*ОТРЫВОК ИЗ ТЕКСТА*:
"""
Войдя в литературу, он робел и терзался: «Меня всегда преследовала мысль, что я делаю что-то не то, что я самозванец. В глубине души у меня всегда гнездилась боязнь, что мне вдруг скажут: послушайте, какой вы, к черту, писатель, занимались бы каким-нибудь другим делом!» Можно, конечно, предположить во всем этом артистизм или расчет, мол, так же, как Валентин играл в циника, Евгений изображал скромника, но почему-то верится в искренность признания: «Однажды он (Ильф. — С. Ш.) сказал: “Женя, я принадлежу к людям, которые любят оставаться сзади, входить в дверь последними”. Постепенно и я стал таким же».

Братьям случалось пикироваться.

Еще до войны драматург и сатирик Самуил Алёшин в гостях у Петрова в Лаврушинском переулке встретил Катаева: «Будучи весьма похожими, их лица вместе с тем казались наполненными разным содержанием». «Петров познакомил нас, — вспоминал Алёшин, — и сказал что-то доброе о моих юмористических рассказах, которые он незадолго до этого начал печатать в “Огоньке”. Но Катаев только недоверчиво хмыкнул и поглядел на меня оценивающим взглядом. Не помню уж к чему, Петров упомянул, что недавно был на эстрадном концерте, и похвалил выступавших там артистов. Тут Катаев среагировал словесно. В несколько ленивой манере, с одесским акцентом он со вкусом и последовательно изничтожил каждого из названных исполнителей. Причем сделал это методично, подбирая самые убийственные характеристики. И, ничего не попишешь, очень точные. А на все попытки Петрова вставить об актерах хоть что-то положительное Катаев отвечал тем, что, как говорится, бил и накладывал. Я слушал их развесив уши, признаюсь, не без удовольствия… Вряд ли Катаев был на самом деле очень уж плохого мнения об артистах, над которыми измывался. Скорее просто захотел продемонстрировать перед молодым автором силу своего неотразимого словесного мастерства и попутно поставить на место младшего брата».
"""
[Записи из коллекции]
"""
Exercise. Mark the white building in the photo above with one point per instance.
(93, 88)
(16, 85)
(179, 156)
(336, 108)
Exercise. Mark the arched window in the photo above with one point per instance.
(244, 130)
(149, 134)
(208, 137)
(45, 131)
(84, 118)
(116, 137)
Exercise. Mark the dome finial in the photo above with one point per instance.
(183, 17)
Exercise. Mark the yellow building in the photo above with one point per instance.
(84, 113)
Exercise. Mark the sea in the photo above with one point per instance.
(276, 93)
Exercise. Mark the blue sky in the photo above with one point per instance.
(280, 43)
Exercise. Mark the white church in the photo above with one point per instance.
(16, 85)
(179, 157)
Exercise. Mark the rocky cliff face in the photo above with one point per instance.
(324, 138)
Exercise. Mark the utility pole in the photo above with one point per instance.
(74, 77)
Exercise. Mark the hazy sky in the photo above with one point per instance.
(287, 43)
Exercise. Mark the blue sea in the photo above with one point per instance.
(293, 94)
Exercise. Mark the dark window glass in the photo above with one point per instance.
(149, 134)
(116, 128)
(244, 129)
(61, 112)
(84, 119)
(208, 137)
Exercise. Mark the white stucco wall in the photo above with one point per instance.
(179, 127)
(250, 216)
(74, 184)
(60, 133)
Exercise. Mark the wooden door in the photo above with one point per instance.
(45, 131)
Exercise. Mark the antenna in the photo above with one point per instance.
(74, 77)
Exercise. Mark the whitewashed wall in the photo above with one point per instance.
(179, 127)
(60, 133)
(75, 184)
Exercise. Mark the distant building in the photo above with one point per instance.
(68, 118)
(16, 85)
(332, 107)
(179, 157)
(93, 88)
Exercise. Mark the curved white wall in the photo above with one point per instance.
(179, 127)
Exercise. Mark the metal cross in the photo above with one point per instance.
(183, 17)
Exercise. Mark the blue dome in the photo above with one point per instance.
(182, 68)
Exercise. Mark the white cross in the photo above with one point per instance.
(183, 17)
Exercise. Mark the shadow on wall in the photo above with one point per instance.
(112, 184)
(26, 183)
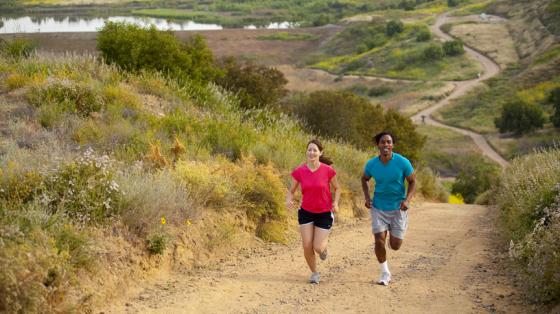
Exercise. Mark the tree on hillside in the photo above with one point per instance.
(394, 27)
(555, 100)
(433, 52)
(134, 48)
(345, 116)
(256, 86)
(453, 48)
(520, 117)
(476, 177)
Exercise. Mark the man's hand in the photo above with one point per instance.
(404, 205)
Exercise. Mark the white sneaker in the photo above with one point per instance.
(323, 255)
(385, 279)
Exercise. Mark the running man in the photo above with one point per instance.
(390, 202)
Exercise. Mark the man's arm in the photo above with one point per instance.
(365, 188)
(411, 179)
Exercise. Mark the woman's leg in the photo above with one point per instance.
(307, 241)
(320, 239)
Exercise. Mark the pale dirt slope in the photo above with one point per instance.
(447, 264)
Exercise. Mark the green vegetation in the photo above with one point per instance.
(344, 116)
(476, 177)
(520, 117)
(255, 86)
(289, 36)
(367, 49)
(134, 48)
(529, 199)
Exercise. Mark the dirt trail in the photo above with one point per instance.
(490, 69)
(446, 265)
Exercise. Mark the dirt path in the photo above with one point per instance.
(445, 265)
(491, 69)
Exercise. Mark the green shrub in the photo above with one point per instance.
(519, 117)
(134, 48)
(529, 200)
(77, 98)
(83, 190)
(433, 52)
(342, 115)
(256, 86)
(394, 27)
(17, 48)
(555, 100)
(156, 243)
(476, 177)
(423, 34)
(453, 48)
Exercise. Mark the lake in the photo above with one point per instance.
(28, 24)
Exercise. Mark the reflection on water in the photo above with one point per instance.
(28, 24)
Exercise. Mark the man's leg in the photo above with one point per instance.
(380, 251)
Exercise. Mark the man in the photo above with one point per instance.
(390, 203)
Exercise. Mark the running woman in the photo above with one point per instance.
(389, 209)
(316, 213)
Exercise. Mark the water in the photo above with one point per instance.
(27, 24)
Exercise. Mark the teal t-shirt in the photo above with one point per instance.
(389, 181)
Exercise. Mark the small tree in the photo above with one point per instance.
(394, 27)
(476, 177)
(256, 86)
(423, 35)
(555, 100)
(520, 117)
(433, 52)
(453, 48)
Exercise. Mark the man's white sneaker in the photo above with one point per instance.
(385, 279)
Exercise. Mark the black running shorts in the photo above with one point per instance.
(320, 220)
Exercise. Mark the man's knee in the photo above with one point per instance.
(395, 244)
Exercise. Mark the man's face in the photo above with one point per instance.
(385, 145)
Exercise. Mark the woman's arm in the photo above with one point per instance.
(290, 195)
(337, 193)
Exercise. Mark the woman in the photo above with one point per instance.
(315, 215)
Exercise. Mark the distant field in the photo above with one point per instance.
(493, 40)
(445, 151)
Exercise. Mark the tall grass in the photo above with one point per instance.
(529, 200)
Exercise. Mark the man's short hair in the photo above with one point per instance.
(378, 137)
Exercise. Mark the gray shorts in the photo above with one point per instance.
(394, 221)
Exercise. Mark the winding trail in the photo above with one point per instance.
(462, 87)
(448, 264)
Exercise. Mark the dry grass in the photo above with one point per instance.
(492, 39)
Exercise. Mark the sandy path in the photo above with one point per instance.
(445, 265)
(491, 69)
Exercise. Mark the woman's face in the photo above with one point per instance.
(313, 152)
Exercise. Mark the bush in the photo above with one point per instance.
(423, 34)
(83, 190)
(555, 100)
(78, 98)
(476, 177)
(17, 48)
(134, 48)
(529, 200)
(256, 86)
(453, 48)
(519, 117)
(394, 27)
(345, 116)
(433, 52)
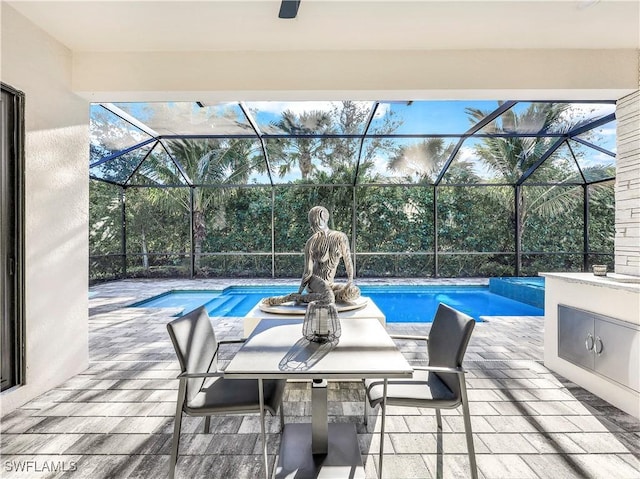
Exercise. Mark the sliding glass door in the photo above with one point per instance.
(11, 236)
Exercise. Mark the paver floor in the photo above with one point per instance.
(115, 419)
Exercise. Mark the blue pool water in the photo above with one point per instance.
(525, 290)
(406, 304)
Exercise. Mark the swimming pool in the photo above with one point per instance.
(400, 304)
(528, 290)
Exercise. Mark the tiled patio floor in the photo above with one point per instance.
(116, 418)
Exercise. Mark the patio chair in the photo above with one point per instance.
(440, 385)
(203, 390)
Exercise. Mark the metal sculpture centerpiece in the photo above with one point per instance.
(318, 291)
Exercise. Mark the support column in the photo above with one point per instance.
(627, 241)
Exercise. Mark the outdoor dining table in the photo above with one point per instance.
(276, 349)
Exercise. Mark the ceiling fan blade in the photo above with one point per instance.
(289, 8)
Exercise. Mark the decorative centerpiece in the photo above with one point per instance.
(321, 323)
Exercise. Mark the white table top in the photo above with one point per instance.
(277, 350)
(369, 310)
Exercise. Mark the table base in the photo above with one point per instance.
(343, 459)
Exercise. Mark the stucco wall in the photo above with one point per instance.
(56, 207)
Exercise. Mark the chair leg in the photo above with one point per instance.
(262, 429)
(177, 424)
(366, 411)
(384, 415)
(439, 447)
(467, 428)
(281, 417)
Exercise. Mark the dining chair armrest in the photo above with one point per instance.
(227, 341)
(439, 369)
(216, 374)
(409, 336)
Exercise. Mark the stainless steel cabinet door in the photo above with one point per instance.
(617, 353)
(576, 338)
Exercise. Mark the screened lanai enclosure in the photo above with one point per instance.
(422, 188)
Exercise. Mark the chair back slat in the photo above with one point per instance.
(448, 339)
(195, 343)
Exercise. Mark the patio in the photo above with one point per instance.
(115, 419)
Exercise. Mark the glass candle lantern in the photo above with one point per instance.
(321, 322)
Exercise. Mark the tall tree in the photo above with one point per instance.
(510, 157)
(301, 150)
(210, 166)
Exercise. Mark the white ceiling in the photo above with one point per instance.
(243, 25)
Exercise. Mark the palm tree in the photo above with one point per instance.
(302, 149)
(208, 166)
(510, 157)
(422, 162)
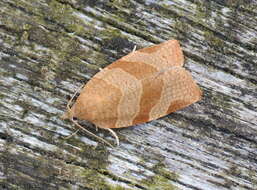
"""
*ЗАДАНИЯ*:
1. Пожалуйста, перепишите часть отрывка, которая начинается со слов «Войдя в литературу, он» и заканчивается словами «Братьям случалось пикироваться.», заменив «Женя» на «Евгений».
2. В каком журнале, согласно отрывку, Петров незадолго до встречи начал печатать юмористические рассказы Алёшина?

*ОТВЕТЫ*:
1.
Войдя в литературу, он робел и терзался: «Меня всегда преследовала мысль, что я делаю что-то не то, что я самозванец. В глубине души у меня всегда гнездилась боязнь, что мне вдруг скажут: послушайте, какой вы, к черту, писатель, занимались бы каким-нибудь другим делом!» Можно, конечно, предположить во всем этом артистизм или расчет, мол, так же, как Валентин играл в циника, Евгений изображал скромника, но почему-то верится в искренность признания: «Однажды он (Ильф. — С. Ш.) сказал: “Евгений, я принадлежу к людям, которые любят оставаться сзади, входить в дверь последними”. Постепенно и я стал таким же».

Братьям случалось пикироваться.

2. В «Огоньке».